___ AVAILABLE RECORDS ___

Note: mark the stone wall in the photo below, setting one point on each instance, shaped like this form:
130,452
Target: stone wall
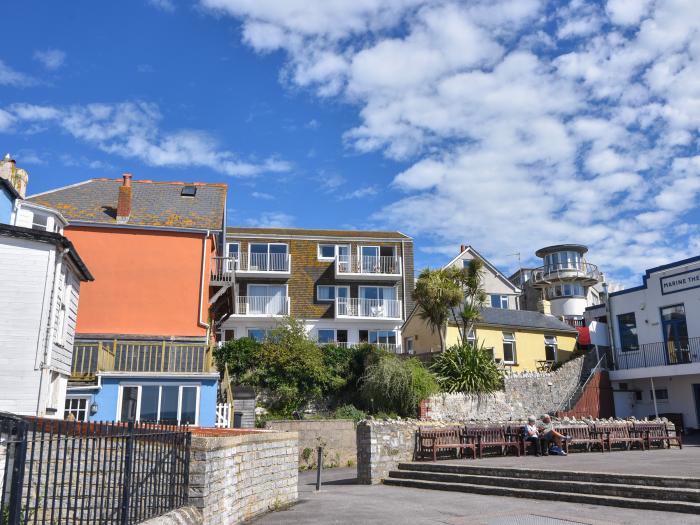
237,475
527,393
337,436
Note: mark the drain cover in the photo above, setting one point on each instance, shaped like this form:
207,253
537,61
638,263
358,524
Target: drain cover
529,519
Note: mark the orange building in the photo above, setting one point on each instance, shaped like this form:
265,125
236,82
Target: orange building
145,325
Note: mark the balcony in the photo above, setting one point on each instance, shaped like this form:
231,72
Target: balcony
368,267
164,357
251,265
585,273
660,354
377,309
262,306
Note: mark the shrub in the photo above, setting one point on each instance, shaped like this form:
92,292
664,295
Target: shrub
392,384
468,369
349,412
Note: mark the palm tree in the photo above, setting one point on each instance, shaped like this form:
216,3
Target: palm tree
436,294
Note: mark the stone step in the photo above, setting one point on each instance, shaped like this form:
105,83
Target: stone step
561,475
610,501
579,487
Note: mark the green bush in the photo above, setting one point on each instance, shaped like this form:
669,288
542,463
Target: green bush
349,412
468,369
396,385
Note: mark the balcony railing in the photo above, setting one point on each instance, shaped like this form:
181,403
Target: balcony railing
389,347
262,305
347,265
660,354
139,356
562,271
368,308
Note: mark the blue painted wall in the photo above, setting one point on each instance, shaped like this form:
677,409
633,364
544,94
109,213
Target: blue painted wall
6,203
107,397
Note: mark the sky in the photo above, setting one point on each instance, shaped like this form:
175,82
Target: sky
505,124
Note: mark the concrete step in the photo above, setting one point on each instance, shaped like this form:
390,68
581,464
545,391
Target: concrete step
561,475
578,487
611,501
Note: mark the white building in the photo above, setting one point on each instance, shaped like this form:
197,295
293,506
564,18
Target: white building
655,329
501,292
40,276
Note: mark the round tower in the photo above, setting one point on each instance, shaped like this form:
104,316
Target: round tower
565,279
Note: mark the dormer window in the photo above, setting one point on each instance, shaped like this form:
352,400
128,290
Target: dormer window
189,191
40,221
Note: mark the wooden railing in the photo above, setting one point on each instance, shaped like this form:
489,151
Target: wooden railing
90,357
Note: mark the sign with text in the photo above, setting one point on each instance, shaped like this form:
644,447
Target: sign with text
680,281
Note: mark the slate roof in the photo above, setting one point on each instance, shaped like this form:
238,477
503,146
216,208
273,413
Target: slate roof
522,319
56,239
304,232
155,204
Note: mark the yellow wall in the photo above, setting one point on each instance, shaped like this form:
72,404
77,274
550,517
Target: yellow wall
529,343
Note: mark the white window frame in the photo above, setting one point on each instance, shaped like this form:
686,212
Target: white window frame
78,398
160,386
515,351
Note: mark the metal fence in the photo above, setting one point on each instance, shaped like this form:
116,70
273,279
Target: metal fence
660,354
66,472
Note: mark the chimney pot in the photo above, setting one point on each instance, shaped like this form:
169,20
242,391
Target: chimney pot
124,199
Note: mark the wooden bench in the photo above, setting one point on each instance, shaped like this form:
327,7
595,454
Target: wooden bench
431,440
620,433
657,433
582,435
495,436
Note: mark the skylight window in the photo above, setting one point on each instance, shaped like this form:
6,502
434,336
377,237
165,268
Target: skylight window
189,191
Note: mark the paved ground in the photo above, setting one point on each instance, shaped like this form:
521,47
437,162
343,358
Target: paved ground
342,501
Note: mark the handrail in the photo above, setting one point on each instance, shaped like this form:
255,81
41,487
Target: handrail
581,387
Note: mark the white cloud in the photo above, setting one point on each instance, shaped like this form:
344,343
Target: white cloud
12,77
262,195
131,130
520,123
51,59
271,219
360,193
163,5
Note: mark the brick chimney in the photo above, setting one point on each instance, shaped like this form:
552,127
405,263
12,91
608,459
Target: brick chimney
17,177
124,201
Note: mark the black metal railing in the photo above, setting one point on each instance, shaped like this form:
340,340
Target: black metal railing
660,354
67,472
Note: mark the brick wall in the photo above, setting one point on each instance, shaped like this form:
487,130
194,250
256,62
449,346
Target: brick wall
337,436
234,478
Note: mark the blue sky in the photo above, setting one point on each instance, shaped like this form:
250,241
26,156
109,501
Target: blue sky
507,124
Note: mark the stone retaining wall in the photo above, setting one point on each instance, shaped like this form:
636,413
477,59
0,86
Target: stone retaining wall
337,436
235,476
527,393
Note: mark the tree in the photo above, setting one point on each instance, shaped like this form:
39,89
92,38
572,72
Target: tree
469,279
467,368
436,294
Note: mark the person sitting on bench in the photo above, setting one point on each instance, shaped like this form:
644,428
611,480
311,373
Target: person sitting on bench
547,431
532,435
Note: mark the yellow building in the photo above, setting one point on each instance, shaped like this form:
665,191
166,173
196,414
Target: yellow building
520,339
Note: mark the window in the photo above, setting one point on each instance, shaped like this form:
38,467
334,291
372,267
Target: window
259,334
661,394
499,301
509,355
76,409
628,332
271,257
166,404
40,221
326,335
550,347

___

▶ WHAT IS NEEDED:
Each entry above must be set down word for word; none of its pictures belong in the copy.

▶ EXERCISE SOLUTION:
Note: mark the stone wall in the photo below, setting one point on each instance, shaped like this form:
130,452
Target: stone wall
237,475
527,393
337,436
Note: mark the drain cover in the photo above, setting one point on each instance, shaped like this form:
207,253
537,61
638,263
358,524
Target: drain cover
529,519
Note: mark the orange building in the photo above, setting one point on each instance, shaped like this form:
265,125
236,82
Target: orange building
145,325
Note: mark the balcony in the photo above, setting one point on each instance, shaped like this form:
231,72
Target: balcony
368,267
164,357
251,265
585,273
660,354
377,309
262,306
Note: mark the shrub in the photo above, setting one point on each instance, shaped like this form:
92,292
664,295
Target: shrub
392,384
468,369
349,412
Note: mark the palm tree in the photo above, setting one point on each instance, shaped like this form:
216,3
Target: palm tree
436,294
Note: mark the stone step in the photo above, setting one point on each instance, shaped like this form:
105,83
Target: stone step
561,475
610,501
579,487
Note: mark the green bush in the photo above, setting one point on each instance, shaped like this form:
669,288
542,463
Target: green bush
349,412
468,369
396,385
Note: mark the balcony railing in the photo above, setting one point on each instance, shaped like this form:
181,403
Target: balcony railing
389,347
262,305
347,265
660,354
139,356
562,271
368,308
Note: mark the blue painted wall in the photo above, setting one point on each instance, shaped like this form:
677,409
633,364
544,94
109,213
Target: blue painted wall
6,203
107,397
Note: mark the sky in the photo above, setting one point on each instance, shaped like this form:
175,82
Target: sky
505,124
Note: mark the concrete step in the photo above, setting one point on each instance, shaped like this form:
390,68
581,464
545,391
Target: concrete step
561,475
578,487
611,501
Note: mark the white building in the photo above, setting one point on each instance, shaped like this form:
197,295
293,506
564,18
Target: white building
655,329
501,292
40,276
Note: mark the round tower in the photo above, setting one point on each instance, shaped like this form:
104,316
Target: round tower
565,279
Note: mark the dormer window in the photo above, setting one point on each instance, shaped like this form:
352,400
128,290
Target: dormer window
189,191
40,221
Note: mark the wooden railing in the photo above, setting one point on each instance, shaped like this form:
489,151
Target: wooden railing
90,357
Note: mark the sign with text in the photo above, setting one point on each instance, shaped like this form:
644,447
Target: sign with text
680,281
Note: mark the slate roof in the photo above, setting one point on each instance, shaped like this form:
238,477
503,146
216,208
273,413
Target: slate roof
522,319
56,239
304,232
155,204
Note: mark the yellow wall in the photo above, setting one point on each instance, shaped like this form:
72,404
77,274
550,517
Target: yellow wall
529,343
Note: mark the white window frame in the photo above, setting one point on each instance, shaped like this form:
686,212
Target: white window frame
78,398
160,386
515,351
Note: mark the metal fence in the photo above, setting one point on each instance, shaped like this form:
116,70
273,279
Target: metal fence
660,354
66,472
Note: mark the chimney pot in the photo above, setting one point on each instance, shaped like this form:
169,20
242,391
Target: chimney pot
124,199
Note: mark the wooden bench in the photo above, setting one point on each instance, shaped like this form:
327,7
595,454
Target: wooden bench
431,440
620,433
657,433
582,435
495,436
Note: mark the skylight window in the photo above, setting one point on each instance, shaped like this form:
6,502
434,336
377,237
165,268
Target: skylight window
189,191
Note: mark the paved ground in the photo above, setting one point on each instance, shaped like this form:
521,47
437,162
343,358
Target: paved ground
342,501
Note: mark the handrail in the photo above, setting one point on each instance, shaped like this form:
255,81
41,487
Target: handrail
581,387
Note: mark the white cloud in the photo above, setting one point on each instance, shaped like this form:
344,343
Target: white cloud
12,77
262,195
131,130
520,123
51,59
271,219
360,193
163,5
Note: mark the brick chimney in the photo above, setting one point on each instance, shaped like this form:
552,127
405,263
12,91
608,459
Target: brick chimney
17,177
124,201
Note: mark the black metal railing in the photo above, setting one point on each instance, shaped like this form:
340,340
Target: black metal railing
660,354
67,472
Note: mark the brick wall in the photo above, setting one point on each instance, shaped like this form:
487,130
194,250
256,62
449,346
Target: brick wall
337,436
234,478
Note: mark the blue sky in the photo above, setting one point on each instance, shaped like this form:
250,241
26,156
109,501
Target: blue sky
507,124
Note: mark the stone retaining wall in the photo above, setting one point on each instance, shaped like this form:
636,413
477,59
0,86
Target: stone retaining wall
337,436
235,476
527,393
Note: mark the tree in the photo above, setting one point on each instance, shaped like this form:
39,89
92,38
572,72
Target: tree
469,279
467,368
436,294
Note: mark the person sitting on bench in the photo above, setting one point on each instance, shaped like this form:
644,428
611,480
311,373
Target: person sitting on bench
547,431
532,435
Note: mark the yellow building in the photo above, setting one point on each instance, shaped like this form:
665,191
166,173
196,414
Target: yellow building
520,339
Note: mark the window in the photo above, setting one point on each instance, shaped like this form:
38,467
334,291
372,267
Target: window
259,334
661,394
499,301
509,355
76,409
628,332
271,257
166,404
40,221
326,335
550,347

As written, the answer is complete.